▶ [PASSAGE GIVEN]:
☆ ☆ ☆ ☆ ☆ ☆ ☆

Thursday, November 17, 2011

How to avoid being labelled a spammer

Do you know how to avoid being labelled a spammer?

Today somebody sent me an email. It was spam.  It said Only 38 shopping days until Christmas....and books make great gifts! and attached links to art books she'd produced.

The artist concerned did not think it was spam - but she was wrong.

I'm sure it was a genuine mistake. I guess in all probability she hadn't done her homework and didn't actually understand what spam is - and how easy it is to be labelled a spammer if you don't know what you're doing.

That's when I began to wonder how many other people might make the same mistake - and get their email address labelled as generating spam.  So I wrote this post!

This post provides 15 top tips for how to avoid being labelled a spammer - plus some links to sites which provide more information and advice.

Who should read this post?
  • Anybody marketing art or anything else for Christmas
  • All those who are thinking about marketing their art and art products online on a more active basis 
  • All the people who've never done any research about what you can and cannot do when marketing your art
  • Anybody who communicates with people via a mailing list
  • Anybody who hasn't checked what they actually do against a checklist of what not to do!

☆ ☆ ☆ ☆ ☆ ☆ ☆

▶ [SUPPLIED RECORDS]:
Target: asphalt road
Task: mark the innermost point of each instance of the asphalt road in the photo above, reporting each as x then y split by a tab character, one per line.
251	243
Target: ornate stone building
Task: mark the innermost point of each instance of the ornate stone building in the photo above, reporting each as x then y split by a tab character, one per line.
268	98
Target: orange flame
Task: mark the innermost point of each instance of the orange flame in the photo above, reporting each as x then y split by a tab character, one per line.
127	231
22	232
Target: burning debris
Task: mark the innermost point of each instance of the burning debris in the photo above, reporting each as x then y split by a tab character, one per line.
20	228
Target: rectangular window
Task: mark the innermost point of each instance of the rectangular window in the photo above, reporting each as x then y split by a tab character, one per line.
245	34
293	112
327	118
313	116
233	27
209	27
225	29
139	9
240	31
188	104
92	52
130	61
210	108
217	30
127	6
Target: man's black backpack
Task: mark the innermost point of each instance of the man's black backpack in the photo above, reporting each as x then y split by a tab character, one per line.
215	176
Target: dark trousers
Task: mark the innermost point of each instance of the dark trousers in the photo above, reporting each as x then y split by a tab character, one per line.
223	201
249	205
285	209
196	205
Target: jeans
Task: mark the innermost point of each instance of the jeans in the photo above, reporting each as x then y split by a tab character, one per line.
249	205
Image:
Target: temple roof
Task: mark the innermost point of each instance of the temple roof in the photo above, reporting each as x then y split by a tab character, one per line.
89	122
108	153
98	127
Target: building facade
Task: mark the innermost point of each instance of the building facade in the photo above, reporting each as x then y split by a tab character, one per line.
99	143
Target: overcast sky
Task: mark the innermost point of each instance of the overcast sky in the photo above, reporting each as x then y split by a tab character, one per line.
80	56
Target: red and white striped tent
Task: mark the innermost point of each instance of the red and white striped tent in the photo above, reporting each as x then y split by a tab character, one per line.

☆ ☆ ☆ ☆ ☆ ☆ ☆

▶ [CHALLENGES]:
**a.** Write out the part of the post on avoiding the spammer label that opens with the words containing "This post provides" and closes with "read this post?", word for word.
**b.** Using the post on avoiding the spammer label, answer these:
(i) How many shopping days until Christmas did the email claim were left?
(ii) How many top tips does the post say it provides?
(iii) On what day and date is the post dated?

▶ [TASK-BY-TASK SOLUTIONS]:
**a.**
This post provides 15 top tips for how to avoid being labelled a spammer - plus some links to sites which provide more information and advice.

Who should read this post?

**b.**
(i) 38
(ii) 15
(iii) Thursday, November 17, 2011